START

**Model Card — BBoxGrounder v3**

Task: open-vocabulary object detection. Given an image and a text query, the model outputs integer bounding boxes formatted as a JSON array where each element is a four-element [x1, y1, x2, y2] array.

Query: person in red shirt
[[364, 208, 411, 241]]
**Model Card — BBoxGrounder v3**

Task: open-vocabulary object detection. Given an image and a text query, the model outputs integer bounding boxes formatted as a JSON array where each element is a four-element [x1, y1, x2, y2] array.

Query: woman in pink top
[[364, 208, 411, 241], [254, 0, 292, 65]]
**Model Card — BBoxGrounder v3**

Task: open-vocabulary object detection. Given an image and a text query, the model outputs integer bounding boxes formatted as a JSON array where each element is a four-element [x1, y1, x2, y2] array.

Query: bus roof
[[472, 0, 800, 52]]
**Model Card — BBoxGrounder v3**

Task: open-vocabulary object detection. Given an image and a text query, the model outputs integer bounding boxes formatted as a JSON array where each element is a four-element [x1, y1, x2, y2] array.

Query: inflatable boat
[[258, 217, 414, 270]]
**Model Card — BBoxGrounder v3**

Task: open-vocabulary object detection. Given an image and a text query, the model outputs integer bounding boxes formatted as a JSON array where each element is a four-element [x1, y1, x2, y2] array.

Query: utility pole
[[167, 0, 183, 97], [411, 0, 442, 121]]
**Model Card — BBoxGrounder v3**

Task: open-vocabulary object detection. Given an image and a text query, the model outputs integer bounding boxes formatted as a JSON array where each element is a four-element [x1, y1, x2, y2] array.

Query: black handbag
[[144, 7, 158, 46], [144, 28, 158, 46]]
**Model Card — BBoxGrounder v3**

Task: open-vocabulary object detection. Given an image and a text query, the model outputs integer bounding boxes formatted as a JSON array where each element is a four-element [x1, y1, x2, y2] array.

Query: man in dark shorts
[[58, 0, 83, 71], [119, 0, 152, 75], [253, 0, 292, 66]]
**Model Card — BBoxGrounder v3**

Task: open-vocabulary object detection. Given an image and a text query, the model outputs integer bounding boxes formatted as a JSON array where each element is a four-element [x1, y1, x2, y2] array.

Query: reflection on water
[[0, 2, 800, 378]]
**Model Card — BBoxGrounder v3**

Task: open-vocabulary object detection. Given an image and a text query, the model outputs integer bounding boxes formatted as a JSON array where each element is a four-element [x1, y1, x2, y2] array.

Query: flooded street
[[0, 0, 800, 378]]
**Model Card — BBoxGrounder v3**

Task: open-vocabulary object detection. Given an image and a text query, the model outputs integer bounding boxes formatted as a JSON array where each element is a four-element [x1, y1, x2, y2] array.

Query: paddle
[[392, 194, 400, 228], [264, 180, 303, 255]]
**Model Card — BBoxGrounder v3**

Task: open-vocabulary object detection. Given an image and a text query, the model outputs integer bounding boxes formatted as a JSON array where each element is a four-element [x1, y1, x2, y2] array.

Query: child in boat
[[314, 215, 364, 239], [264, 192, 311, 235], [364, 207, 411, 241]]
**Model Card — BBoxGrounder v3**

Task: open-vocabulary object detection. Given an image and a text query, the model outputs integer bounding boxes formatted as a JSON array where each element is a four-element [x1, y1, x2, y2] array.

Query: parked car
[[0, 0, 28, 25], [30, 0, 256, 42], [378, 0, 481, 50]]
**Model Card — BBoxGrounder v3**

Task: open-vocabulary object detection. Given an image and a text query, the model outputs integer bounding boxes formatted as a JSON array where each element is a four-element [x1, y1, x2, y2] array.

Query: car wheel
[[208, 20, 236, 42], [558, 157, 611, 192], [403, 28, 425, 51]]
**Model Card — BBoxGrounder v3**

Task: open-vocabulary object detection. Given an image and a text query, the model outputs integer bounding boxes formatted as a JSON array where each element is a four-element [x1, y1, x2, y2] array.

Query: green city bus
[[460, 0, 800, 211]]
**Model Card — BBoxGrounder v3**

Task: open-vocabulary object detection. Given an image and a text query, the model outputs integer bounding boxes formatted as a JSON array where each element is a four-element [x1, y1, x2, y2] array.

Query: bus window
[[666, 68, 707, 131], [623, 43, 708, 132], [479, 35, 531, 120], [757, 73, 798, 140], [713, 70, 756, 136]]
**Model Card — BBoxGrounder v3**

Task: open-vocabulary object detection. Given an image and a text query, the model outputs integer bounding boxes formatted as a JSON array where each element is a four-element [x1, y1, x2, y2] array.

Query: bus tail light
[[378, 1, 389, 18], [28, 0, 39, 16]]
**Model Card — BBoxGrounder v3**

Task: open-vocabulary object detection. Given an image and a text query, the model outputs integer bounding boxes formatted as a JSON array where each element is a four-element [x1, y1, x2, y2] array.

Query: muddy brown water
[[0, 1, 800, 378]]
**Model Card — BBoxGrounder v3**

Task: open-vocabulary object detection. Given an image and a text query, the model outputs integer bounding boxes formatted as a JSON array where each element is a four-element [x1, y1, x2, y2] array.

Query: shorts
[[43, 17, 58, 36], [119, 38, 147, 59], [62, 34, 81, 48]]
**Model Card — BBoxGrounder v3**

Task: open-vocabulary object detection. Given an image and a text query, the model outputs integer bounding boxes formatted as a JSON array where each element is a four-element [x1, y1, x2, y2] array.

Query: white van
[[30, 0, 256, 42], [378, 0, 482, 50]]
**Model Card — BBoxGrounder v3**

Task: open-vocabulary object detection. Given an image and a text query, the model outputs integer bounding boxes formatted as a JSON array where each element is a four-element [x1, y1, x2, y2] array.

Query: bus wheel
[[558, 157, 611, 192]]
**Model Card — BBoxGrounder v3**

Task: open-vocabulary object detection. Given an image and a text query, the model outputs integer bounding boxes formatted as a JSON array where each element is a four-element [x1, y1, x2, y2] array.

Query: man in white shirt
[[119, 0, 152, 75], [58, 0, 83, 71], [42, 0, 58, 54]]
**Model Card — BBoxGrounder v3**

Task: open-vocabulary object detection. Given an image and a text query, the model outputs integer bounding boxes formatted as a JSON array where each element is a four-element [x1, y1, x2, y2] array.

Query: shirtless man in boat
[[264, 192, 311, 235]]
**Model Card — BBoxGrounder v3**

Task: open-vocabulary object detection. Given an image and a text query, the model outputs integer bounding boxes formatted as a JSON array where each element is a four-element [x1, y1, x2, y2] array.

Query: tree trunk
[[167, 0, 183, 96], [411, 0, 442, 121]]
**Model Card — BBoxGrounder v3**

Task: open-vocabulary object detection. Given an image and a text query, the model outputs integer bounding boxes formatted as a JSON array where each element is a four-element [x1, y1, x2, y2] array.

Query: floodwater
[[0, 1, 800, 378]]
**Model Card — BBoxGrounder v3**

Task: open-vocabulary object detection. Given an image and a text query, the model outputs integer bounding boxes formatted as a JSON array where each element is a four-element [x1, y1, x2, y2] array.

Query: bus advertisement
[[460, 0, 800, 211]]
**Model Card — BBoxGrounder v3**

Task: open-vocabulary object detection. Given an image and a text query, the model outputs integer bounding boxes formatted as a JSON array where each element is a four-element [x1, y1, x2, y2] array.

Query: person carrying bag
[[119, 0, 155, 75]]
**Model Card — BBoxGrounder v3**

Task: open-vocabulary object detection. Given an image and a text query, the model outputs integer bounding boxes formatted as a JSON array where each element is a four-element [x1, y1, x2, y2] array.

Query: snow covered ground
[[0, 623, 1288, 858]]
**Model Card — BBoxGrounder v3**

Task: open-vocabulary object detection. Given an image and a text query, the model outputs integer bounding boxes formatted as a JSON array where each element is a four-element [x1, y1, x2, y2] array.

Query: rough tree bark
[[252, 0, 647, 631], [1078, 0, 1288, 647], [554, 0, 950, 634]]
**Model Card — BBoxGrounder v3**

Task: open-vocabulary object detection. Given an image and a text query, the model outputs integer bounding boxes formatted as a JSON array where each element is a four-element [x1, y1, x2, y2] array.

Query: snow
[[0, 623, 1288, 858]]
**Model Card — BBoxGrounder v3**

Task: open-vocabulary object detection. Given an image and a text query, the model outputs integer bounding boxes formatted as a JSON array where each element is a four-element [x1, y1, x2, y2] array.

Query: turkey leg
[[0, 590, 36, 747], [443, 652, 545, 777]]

END

• **TASK INSTRUCTIONS**
Turn the rows above into a numbered list with blank lines omitted. Begin with the very first line and end after the line that contains "[[472, 0, 800, 52]]".

• **ANSWER BELOW**
1. **Model Card — BBoxGrounder v3**
2. Task: open-vocabulary object detection. Given an image and a text query, the model outputs integer bounding boxes formatted as a JSON array where each element is a four-element [x1, y1, x2, y2] array.
3. Query: person in red shirt
4. [[364, 208, 411, 241]]
5. **Model Card — BBoxGrounder v3**
6. Task: open-vocabulary object detection. Given an image and a text query, the model outputs integer bounding boxes formatted as a JSON array where each element is a four-element [x1, y1, x2, y2] array.
7. Query: woman in pink top
8. [[364, 208, 411, 241], [254, 0, 292, 65]]
9. **Model Card — BBoxGrounder v3**
10. Task: open-vocabulary object detection. Given an image and a text query, the model outputs integer bounding boxes formatted as a JSON array where each element is a four-element [x1, y1, x2, y2] array.
11. Query: bus roof
12. [[472, 0, 800, 52]]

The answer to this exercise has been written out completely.